══ The records ══

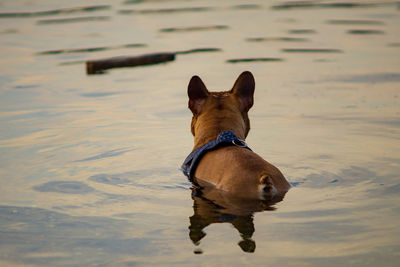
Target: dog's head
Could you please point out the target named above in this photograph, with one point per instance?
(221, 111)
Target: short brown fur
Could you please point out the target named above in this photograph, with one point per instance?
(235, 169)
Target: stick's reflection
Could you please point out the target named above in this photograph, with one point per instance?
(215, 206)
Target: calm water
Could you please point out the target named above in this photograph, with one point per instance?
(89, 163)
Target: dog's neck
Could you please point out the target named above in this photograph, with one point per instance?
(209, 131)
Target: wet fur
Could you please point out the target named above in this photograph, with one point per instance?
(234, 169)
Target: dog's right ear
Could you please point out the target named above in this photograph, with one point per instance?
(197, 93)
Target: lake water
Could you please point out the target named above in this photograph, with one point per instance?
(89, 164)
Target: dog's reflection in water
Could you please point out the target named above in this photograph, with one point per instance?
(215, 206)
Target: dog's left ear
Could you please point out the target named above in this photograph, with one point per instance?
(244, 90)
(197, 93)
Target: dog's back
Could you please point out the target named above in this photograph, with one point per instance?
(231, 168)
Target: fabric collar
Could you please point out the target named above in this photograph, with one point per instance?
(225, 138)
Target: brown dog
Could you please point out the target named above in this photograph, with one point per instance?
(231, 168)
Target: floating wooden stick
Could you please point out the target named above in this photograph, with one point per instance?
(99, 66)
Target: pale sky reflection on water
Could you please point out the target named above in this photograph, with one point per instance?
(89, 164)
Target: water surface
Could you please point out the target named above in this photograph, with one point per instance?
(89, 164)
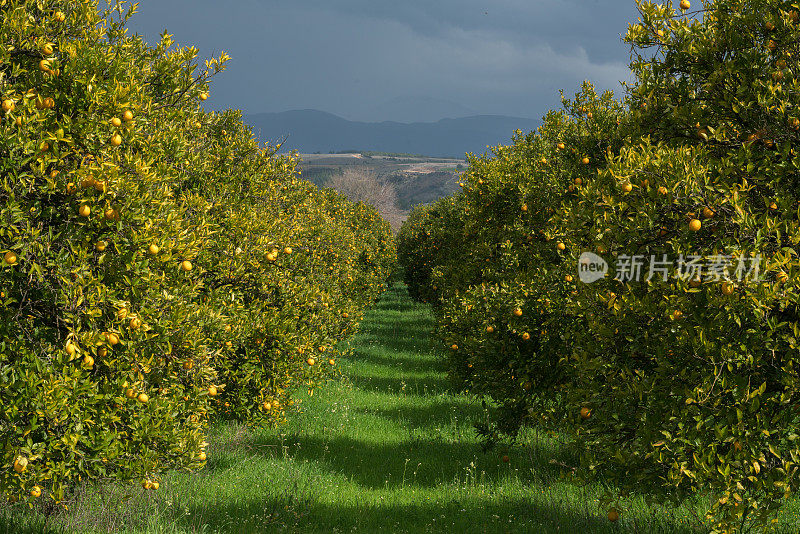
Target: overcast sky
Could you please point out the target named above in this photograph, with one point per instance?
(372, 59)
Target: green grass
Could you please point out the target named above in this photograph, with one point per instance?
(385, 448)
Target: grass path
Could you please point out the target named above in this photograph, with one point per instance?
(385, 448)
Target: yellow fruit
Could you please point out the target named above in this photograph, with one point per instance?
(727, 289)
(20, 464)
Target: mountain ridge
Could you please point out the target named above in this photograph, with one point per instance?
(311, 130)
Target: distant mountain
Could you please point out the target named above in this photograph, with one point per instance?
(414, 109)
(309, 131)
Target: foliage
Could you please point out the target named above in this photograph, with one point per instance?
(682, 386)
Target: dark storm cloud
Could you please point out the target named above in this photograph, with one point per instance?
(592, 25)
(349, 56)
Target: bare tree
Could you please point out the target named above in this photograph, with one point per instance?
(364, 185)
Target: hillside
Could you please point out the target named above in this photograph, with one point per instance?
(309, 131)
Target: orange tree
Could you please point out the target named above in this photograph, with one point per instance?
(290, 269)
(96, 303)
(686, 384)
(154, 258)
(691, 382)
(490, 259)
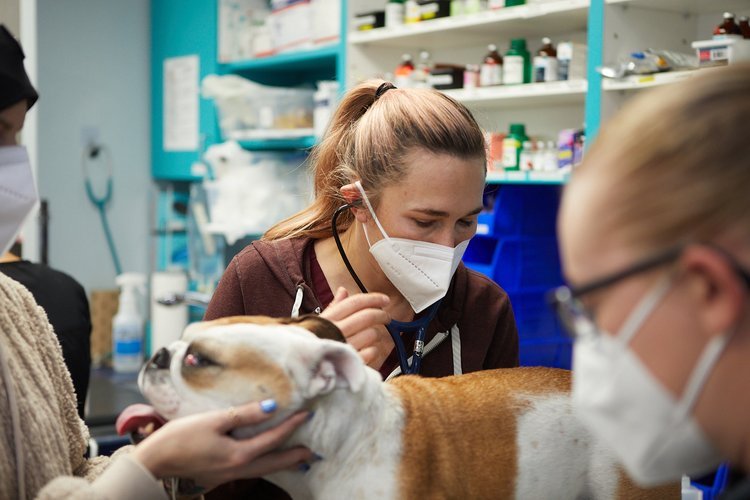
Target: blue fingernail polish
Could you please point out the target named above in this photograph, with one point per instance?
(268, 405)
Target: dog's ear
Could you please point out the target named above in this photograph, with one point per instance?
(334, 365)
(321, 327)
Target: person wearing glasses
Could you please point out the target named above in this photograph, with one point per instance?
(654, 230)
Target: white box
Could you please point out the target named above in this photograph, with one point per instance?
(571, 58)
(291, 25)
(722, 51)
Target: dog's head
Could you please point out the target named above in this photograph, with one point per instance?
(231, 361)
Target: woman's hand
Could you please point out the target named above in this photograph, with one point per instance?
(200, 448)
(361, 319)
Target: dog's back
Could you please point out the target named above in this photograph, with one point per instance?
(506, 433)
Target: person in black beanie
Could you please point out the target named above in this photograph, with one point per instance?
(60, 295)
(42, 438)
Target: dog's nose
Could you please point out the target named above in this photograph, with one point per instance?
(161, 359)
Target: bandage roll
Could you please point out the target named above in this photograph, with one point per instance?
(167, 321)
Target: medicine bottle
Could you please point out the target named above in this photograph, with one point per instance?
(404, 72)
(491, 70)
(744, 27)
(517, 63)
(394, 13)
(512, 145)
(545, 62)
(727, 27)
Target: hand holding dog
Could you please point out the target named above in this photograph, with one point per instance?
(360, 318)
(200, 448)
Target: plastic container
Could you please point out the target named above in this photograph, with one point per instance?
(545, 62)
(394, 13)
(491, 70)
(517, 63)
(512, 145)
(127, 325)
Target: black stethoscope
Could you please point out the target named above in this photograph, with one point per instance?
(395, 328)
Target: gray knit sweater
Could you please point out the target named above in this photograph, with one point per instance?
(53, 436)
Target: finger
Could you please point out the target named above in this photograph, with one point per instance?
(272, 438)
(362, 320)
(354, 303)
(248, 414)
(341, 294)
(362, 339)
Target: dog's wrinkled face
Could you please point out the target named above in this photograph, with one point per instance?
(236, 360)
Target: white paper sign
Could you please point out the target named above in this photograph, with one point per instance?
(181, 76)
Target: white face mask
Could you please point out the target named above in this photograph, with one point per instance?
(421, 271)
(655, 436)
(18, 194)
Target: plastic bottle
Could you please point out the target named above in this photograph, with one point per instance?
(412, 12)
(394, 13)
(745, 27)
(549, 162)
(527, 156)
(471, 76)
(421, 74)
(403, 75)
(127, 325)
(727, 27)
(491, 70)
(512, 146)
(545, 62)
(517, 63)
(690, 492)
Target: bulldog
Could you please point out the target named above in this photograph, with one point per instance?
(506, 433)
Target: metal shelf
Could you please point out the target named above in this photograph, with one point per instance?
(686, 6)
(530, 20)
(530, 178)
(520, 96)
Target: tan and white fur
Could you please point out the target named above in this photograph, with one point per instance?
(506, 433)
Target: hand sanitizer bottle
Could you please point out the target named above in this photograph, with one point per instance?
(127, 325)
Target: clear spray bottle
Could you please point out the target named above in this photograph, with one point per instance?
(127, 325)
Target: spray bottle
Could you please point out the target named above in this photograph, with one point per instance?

═══

● **Problem details**
Find the line that contains "Target: metal shelf" in the listing above. Retype it and every line after it up to the last, exactly, and nothing else.

● **Exercise response**
Target: metal shelf
Could you please point out the target named above in this photograph, with one point per instance?
(686, 6)
(530, 20)
(530, 178)
(520, 96)
Target: tan and white fur
Could you please point out the target named above in this photograph, with one point per instance?
(506, 433)
Target: hand sanitizer bottle
Could you please point out the target named above in this photograph, with one point per instance?
(127, 325)
Target: clear spray bottle
Could you please point out the target named above in this photograph, with one point per instance?
(127, 325)
Target: spray bottle
Could you please point out the target named above in this photograph, with one point per instance?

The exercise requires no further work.